_연습 지시사항_
"Outline all occurrences of navy"이라는 문구가 있는 줄부터 기록의 마지막 줄까지, 요청 줄도 포함하여 모든 줄을 다시 쓰십시오. 이때 답에 나오는 좌표값은 모두 39씩 늘려 적으십시오.

(추출된 기록)
· · ·
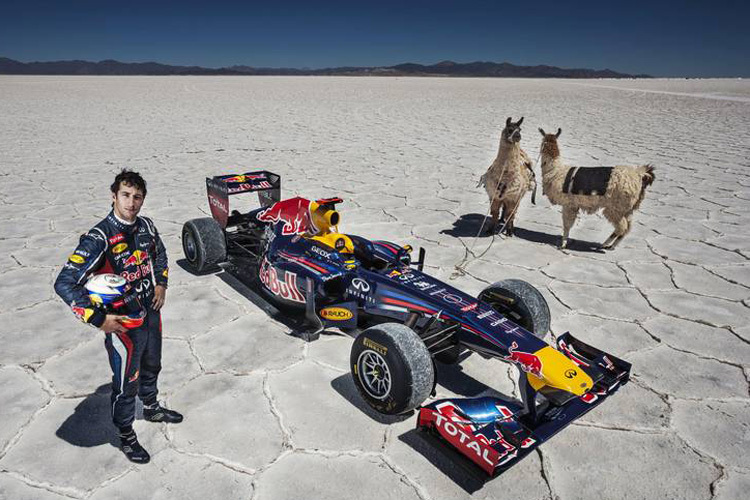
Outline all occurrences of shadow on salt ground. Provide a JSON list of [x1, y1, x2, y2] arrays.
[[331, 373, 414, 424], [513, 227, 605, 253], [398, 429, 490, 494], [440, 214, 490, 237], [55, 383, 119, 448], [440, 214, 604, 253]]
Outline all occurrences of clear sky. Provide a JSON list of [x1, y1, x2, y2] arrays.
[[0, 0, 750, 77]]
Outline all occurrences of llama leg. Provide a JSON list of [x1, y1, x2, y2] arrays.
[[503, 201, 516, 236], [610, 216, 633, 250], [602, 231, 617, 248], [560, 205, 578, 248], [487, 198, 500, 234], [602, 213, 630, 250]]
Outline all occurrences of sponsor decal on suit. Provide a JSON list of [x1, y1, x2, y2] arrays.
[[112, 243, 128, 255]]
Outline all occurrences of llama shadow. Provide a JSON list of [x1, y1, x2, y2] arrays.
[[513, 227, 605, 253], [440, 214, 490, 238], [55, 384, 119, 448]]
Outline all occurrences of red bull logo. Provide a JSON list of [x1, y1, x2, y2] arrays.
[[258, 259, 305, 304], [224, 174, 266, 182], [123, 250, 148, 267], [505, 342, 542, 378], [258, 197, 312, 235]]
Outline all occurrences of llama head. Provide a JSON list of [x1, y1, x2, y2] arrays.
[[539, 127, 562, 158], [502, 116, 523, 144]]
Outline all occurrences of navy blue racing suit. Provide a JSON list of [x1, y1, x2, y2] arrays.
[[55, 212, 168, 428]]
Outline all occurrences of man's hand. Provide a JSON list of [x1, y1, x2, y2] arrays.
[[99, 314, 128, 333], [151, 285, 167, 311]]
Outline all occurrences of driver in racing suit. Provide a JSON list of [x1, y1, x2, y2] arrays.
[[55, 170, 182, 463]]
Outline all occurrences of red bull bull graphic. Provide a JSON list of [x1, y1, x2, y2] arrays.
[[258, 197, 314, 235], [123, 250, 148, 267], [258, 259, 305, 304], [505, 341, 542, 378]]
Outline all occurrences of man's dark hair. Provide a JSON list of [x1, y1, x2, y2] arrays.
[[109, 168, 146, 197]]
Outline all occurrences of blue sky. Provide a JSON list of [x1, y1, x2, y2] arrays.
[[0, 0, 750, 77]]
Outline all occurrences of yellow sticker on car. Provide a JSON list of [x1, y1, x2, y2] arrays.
· · ·
_연습 답안_
Outline all occurrences of navy blue racing suit. Provide a JSON list of [x1, y1, x2, y2] arrays.
[[94, 251, 207, 467]]
Outline all occurrences of man's hand. Provide a JSON list of [x1, y1, x2, y2] arrays.
[[138, 353, 167, 372], [190, 324, 206, 350]]
Outline all occurrences of driver in racing suit. Provide a JSON list of [x1, y1, x2, y2] arrays.
[[94, 209, 221, 502]]
Outline all occurrences of red bull bull graphic. Provide a JSON list of [x1, y1, x2, y2] arrays.
[[297, 236, 353, 274], [162, 289, 187, 306], [297, 298, 344, 343], [544, 380, 581, 417]]
Outline all occurrences of man's dark hair. Provide a JSON list of [x1, y1, x2, y2] arrays.
[[148, 207, 185, 236]]
Outline all occurrences of blue sky. Provide a JSON list of [x1, y1, x2, y2] arrays.
[[39, 39, 789, 116]]
Outline all occurrences of yellow sticker on car. Provide a JSON list of [x1, y1, x2, y2] arrays.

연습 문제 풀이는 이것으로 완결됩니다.